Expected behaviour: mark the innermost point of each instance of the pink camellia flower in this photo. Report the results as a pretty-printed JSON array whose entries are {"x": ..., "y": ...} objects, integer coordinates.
******************************
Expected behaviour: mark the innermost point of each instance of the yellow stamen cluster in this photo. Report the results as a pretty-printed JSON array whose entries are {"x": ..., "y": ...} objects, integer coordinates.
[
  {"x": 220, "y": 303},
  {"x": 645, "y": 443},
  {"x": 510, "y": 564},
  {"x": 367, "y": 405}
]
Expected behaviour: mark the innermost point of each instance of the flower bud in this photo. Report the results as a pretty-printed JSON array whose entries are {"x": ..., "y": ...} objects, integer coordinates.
******************************
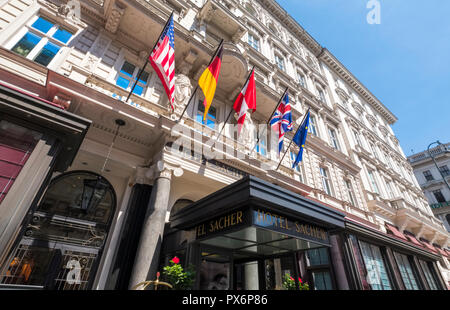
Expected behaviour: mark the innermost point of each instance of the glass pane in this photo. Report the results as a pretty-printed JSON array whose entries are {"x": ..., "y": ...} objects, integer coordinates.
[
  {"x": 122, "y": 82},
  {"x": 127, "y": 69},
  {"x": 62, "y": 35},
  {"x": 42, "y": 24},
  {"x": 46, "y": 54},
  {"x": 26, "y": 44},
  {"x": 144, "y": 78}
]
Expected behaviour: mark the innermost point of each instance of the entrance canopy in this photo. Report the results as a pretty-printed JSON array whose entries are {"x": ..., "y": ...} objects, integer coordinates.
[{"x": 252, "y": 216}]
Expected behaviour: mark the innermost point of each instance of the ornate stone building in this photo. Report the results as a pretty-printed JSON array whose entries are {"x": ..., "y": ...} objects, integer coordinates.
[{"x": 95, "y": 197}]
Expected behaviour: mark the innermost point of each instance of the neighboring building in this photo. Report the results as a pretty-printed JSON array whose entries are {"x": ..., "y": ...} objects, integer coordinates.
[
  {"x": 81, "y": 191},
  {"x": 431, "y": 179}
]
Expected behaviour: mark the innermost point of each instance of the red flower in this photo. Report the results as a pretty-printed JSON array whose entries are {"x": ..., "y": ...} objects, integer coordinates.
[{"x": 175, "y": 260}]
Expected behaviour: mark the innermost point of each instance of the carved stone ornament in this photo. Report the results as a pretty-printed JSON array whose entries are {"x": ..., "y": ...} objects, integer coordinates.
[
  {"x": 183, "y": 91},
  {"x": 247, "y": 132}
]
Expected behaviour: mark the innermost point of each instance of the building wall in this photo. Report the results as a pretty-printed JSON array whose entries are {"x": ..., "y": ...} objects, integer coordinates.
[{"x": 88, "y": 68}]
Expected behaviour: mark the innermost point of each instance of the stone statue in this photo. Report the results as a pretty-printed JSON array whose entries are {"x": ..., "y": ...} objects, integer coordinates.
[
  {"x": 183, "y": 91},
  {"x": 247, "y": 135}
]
******************************
### What you are asked to do
Count the lines of the material above that contain the word "yellow" and give only that number.

### Response
1